# [THE REQUEST]
Rewrite all of the material below, replacing "Marked points" with "Dot positions" each time it appears and keeping everything else the same.

# [DATA LINES]
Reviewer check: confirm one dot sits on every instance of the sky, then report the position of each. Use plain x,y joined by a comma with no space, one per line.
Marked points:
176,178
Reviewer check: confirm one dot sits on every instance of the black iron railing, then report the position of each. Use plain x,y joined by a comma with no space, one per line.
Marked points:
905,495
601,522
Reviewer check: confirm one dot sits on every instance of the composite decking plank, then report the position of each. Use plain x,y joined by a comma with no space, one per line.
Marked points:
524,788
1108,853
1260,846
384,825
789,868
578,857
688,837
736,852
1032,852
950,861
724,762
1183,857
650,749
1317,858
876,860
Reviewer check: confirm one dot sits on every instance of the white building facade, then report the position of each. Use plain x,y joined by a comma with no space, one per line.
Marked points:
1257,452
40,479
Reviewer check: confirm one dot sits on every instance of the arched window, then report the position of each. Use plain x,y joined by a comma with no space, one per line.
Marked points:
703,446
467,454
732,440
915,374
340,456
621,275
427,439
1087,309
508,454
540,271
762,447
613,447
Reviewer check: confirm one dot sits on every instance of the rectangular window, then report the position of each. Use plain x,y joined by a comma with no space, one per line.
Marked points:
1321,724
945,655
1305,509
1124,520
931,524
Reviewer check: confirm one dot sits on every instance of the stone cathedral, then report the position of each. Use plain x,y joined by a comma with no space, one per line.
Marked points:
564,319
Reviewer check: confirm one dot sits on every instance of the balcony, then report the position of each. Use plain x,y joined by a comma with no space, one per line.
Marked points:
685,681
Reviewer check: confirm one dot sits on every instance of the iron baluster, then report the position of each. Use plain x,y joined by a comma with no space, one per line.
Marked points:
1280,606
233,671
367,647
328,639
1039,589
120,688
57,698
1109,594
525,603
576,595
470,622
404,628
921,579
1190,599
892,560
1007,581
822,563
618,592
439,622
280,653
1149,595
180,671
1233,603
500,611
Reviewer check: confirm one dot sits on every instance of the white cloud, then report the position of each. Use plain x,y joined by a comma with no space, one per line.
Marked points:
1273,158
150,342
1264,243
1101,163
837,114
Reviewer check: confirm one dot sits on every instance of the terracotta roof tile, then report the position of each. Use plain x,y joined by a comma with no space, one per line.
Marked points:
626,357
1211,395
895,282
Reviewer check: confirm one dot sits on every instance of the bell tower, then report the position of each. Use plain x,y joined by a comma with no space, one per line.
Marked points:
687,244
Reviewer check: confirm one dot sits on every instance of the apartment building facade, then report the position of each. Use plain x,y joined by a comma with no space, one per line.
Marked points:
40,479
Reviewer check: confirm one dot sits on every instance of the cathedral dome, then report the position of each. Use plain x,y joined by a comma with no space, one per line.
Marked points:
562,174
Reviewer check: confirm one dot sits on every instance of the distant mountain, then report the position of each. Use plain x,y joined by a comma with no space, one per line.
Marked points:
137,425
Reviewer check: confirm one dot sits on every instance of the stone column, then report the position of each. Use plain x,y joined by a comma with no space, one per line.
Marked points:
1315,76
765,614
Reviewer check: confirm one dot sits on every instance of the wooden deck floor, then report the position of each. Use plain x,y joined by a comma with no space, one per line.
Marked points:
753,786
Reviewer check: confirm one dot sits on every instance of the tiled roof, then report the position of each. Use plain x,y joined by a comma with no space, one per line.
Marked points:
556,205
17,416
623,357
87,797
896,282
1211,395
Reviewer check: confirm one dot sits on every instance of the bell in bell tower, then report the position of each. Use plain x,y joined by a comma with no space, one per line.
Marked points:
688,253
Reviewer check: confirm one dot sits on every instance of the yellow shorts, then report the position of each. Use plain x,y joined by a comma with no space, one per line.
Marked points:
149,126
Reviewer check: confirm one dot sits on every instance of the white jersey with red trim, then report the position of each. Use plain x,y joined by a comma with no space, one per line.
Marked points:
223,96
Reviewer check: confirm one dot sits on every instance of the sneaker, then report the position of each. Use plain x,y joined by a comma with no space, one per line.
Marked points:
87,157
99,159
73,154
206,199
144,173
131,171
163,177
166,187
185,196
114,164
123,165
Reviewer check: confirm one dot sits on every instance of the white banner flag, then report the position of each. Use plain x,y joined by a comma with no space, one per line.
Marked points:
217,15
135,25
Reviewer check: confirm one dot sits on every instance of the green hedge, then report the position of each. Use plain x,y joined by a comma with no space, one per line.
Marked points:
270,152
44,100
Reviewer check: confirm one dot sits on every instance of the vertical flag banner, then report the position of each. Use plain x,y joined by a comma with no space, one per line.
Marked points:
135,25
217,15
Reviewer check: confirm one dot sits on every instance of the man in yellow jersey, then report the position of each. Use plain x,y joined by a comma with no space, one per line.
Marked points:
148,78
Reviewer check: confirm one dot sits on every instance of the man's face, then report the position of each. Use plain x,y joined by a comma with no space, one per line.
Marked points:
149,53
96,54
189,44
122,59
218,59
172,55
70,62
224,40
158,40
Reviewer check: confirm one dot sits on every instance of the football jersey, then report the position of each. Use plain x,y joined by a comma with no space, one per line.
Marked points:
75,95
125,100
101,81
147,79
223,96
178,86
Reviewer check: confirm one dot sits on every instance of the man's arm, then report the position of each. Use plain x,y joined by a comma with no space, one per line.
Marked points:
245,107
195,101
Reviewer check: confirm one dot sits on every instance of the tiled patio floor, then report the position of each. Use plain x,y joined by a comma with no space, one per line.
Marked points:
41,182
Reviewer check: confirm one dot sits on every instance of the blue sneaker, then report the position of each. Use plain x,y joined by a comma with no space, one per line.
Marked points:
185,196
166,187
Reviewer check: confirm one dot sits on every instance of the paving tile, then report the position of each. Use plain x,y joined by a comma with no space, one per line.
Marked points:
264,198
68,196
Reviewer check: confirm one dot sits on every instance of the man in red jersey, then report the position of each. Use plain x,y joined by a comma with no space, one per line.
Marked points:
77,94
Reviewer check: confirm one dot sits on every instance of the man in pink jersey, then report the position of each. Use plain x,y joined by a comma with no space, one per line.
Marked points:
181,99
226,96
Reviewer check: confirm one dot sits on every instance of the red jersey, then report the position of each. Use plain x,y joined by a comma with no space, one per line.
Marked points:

# [FINAL RESULT]
Reviewer check: confirm one dot sits on every instance of the sky, then report the position of each. Use plain x,y joined by a comma with no space, one per line.
Dot positions:
176,178
Reviewer check: confirm one dot sits on every instance of the black iron railing, then report the position of each. Use plain x,y joined by a comma with no space, one per line.
Dot positions:
905,495
601,522
Reviewer check: confirm one dot sits on every instance of the composite decking plank, then report the position of each. Use plain x,y joined by a comma with no space, one per line.
Dot positions:
524,788
1108,853
1260,846
384,825
789,868
578,857
688,837
736,852
1032,852
950,861
724,762
1183,857
650,749
1317,858
876,860
Reviewer check: confirm one dot sits on every instance of the white building facade, then report the position of each. Use plain x,y joined by a comma with no space, one per line.
Dot positions:
1257,452
40,479
Reviewer check: confirm one dot sits on every instance of the arched window, then report the position of each. Use plain x,y joined by a comma with no space, one per line.
Dot positions:
703,446
467,454
732,440
915,374
340,456
621,275
427,439
1087,309
508,454
540,271
762,447
613,447
Reviewer check: confirm one dot sits on every instance of the rectangular window, then report the position of each. Use plain x,y joined by a comma with no space, one per line.
Dot positions:
1321,724
945,655
1305,509
1124,520
931,524
Reviewer check: confirm one dot sits on every instance of the stone cathedral, then report the position of each. Use plain x,y joined by a comma with no space, one per line.
Dot positions:
564,319
Reviewer check: confirm one dot sits on every instance of the balcony, then report the position of each. Use plain x,y joined by a comma with no space, one per line.
Dot positions:
685,681
Reviewer check: confirm one dot sits on every instance of the iron baluster, then report the position of each. Use plain x,y joined by a comma with no space, one per line.
Dot positions:
1280,606
233,671
367,647
328,639
1039,589
120,688
57,698
1109,594
525,603
576,595
470,622
404,628
921,579
1190,599
892,560
1007,581
822,563
618,592
439,622
280,653
1149,595
180,671
1233,603
500,611
Reviewer check: confirm one dot sits on every instance of the white cloud, then report the position of each. Use plain x,y joined by a comma with no space, one per line.
Dot positions:
1273,158
150,342
1264,243
1101,163
837,114
Reviewer check: confirm one dot sits on every instance of the terracotta roof tile, then report the position of each. Use plain x,y joined by a comma with no space, one per line.
Dot positions:
626,357
1211,395
895,282
Reviewer check: confirm one dot sits on every instance of the bell tower, then report the position of each. Use plain x,y joined by a comma with no space, one per line.
Dot positions:
687,244
Reviewer check: confirm one dot sits on every instance of the apartment building facade, then report the position of each. Use plain x,y joined by a comma with no space, one per line.
Dot positions:
40,479
Reviewer check: confirm one dot sits on every instance of the cathedral dome, then report the position of each. Use plain x,y joined by a comma with no space, one per line.
Dot positions:
562,174
Reviewer check: confirm one dot sits on every instance of the distant mountain, then report the position of each. Use plain x,y joined by a comma with no space, one per line.
Dot positions:
137,425
Reviewer check: confirm one dot sits on every instance of the stone column, then report the position of each. Use plain x,y joined by a comma with no space, one per line.
Dot positions:
1315,76
765,614
Reviewer check: confirm one dot sits on every instance of the wooden deck floor, then report the position of each. Use plain x,y joined by a comma with no space, one per line.
Dot positions:
753,786
Reviewer check: confirm one dot sits on every instance of the tiled roof, then report the position of each. Use plain x,y joined by a comma with no space, one per line.
Dot positions:
556,205
17,416
623,357
87,797
896,282
1211,395
Reviewer check: confirm one dot sits on every instance of the bell in bell tower, then report the position of each. Use plain x,y joined by a comma with no space, one per line.
Dot positions:
688,253
Reviewer check: confirm one dot sits on every instance of the yellow shorts, then report the position of each. Use plain x,y joined by a comma with no space, one per line.
Dot positions:
149,126
Reviewer check: confirm one dot sits on every instance of the white jersey with red trim, then report the position of each. Use plain x,y joined by a comma with no space, one per line.
Dot positions:
223,96
Reviewer check: confirm one dot sits on every instance of the sneaker, then report the position of each. Use plain x,y joined by a comma with no space, one per line.
Dot positions:
87,157
99,159
73,154
206,199
144,173
131,171
163,177
166,187
185,196
114,164
123,165
Reviewer check: confirm one dot sits on every instance of the white banner flag, then report the position of each. Use plain x,y joined by a comma with no space, one per line.
Dot positions:
217,15
135,25
Reviewer check: confirm one dot sits on every instance of the green hedge, then report the position of each. Use plain x,y joined by a comma with no space, one per line.
Dot positions:
270,152
44,100
Reviewer check: confirm one dot sits on every instance of the vertical flag banner, then report the position of each. Use plain x,y joined by a comma with no space, one per line.
Dot positions:
135,25
217,15
Reviewer check: confirm one dot sits on every instance of the man in yellow jersey, then report the position of each. Use plain x,y joined by a comma with no space, one per line.
Dot positions:
148,78
Reviewer check: confirm one dot sits on every instance of the man's face, then report the position of each. Use plain x,y joined by a comma with no space, one per line.
Dot positions:
149,53
96,54
189,44
122,59
218,59
172,55
70,62
224,40
158,40
Reviewer check: confirm one dot sits on every instance of the football jersey, then report the position of each. Use plain x,y joined by a comma with no space, one per line.
Dot positions:
75,95
125,100
101,81
147,79
223,96
178,86
Reviewer check: confirm one dot sits on every instance of the man's arm, then report the position of each. Use plain x,y joined by a comma with no space, one per line.
Dot positions:
245,107
195,101
Reviewer check: confirm one dot sits on every instance of the tiled patio floor, then report the position of each. Use plain x,y joined by a comma with no space, one per line.
Dot positions:
41,182
Reviewer check: confirm one dot sits on every instance of the blue sneaker, then report the position of each. Use plain x,y joined by a comma with no space, one per line.
Dot positions:
185,196
166,187
Reviewer check: confirm one dot sits on every instance of the paving tile, then report the position of each. Use plain x,y joined by a comma with no space, one per line.
Dot positions:
264,198
68,196
Reviewer check: confirm one dot sits on every instance of the man in red jersey, then report the position of each. Use plain x,y joined by a comma with no space, one per line.
Dot positions:
77,94
Reviewer check: confirm one dot sits on every instance of the man in pink jersey, then report the position of each. Use plain x,y joined by a comma with no space, one per line.
Dot positions:
181,99
226,96
Reviewer check: confirm one dot sits on every instance of the red jersey, then report the position of each. Use plain x,y joined by a comma with no space, one per line.
Dot positions:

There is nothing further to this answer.